** Aim of the exercise **
Each record that follows should be reproduced in full, character for character.

** Material for this task **
════
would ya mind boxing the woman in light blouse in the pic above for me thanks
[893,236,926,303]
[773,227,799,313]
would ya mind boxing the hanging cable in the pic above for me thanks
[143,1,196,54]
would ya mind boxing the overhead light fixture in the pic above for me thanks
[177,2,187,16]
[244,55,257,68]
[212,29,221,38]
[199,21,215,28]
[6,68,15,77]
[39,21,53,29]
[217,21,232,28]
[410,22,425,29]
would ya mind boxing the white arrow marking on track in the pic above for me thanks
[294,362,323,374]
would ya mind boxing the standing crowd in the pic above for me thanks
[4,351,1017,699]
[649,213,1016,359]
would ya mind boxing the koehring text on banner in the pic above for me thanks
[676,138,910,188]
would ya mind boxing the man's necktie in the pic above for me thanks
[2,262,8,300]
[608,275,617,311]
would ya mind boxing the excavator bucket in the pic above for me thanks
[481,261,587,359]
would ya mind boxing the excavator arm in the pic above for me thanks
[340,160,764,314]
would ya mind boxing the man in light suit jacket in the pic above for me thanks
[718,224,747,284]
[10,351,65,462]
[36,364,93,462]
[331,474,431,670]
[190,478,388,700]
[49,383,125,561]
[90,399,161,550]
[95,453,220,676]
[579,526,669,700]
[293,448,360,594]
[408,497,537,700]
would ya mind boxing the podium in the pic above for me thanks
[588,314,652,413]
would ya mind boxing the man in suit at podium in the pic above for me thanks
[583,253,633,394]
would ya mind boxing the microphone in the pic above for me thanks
════
** Response to this exercise **
would ya mind boxing the woman in light blouse in the pic above for me thanks
[893,236,926,303]
[773,227,799,313]
would ya mind boxing the hanging cable in the pic above for me thanks
[143,1,196,54]
would ya mind boxing the overhead light fixture in the pic above for me thanks
[177,2,187,16]
[244,55,257,68]
[212,29,221,38]
[199,21,215,28]
[6,68,15,77]
[39,21,53,29]
[217,21,232,28]
[410,22,425,29]
would ya mind boxing the white arrow marking on track in the pic above for me thanks
[294,362,323,374]
would ya mind boxing the standing crowd in the pic above for me thanks
[4,351,1017,699]
[649,213,1016,359]
would ya mind boxing the koehring text on banner in the pic above for me thanks
[676,138,910,188]
would ya mind boxing the man's necktie in the pic above for me thanks
[2,262,8,300]
[608,275,617,311]
would ya mind boxing the excavator bucket in the pic above for me thanks
[481,261,587,359]
would ya mind boxing the excavator arm in the pic above for me thanks
[340,160,764,314]
would ya mind boxing the man in light suit jacket in the pic above for me thanks
[718,224,747,284]
[10,351,65,462]
[36,364,93,462]
[331,474,431,670]
[190,478,388,700]
[49,383,125,561]
[90,399,161,550]
[95,453,220,676]
[579,526,669,700]
[293,448,360,594]
[408,497,537,700]
would ya mind boxing the podium in the pic above for me thanks
[588,314,652,413]
would ya mind boxing the man in suit at podium in the pic above for me thanks
[583,253,633,394]
would ya mind boxing the microphone in the pic above for me thanks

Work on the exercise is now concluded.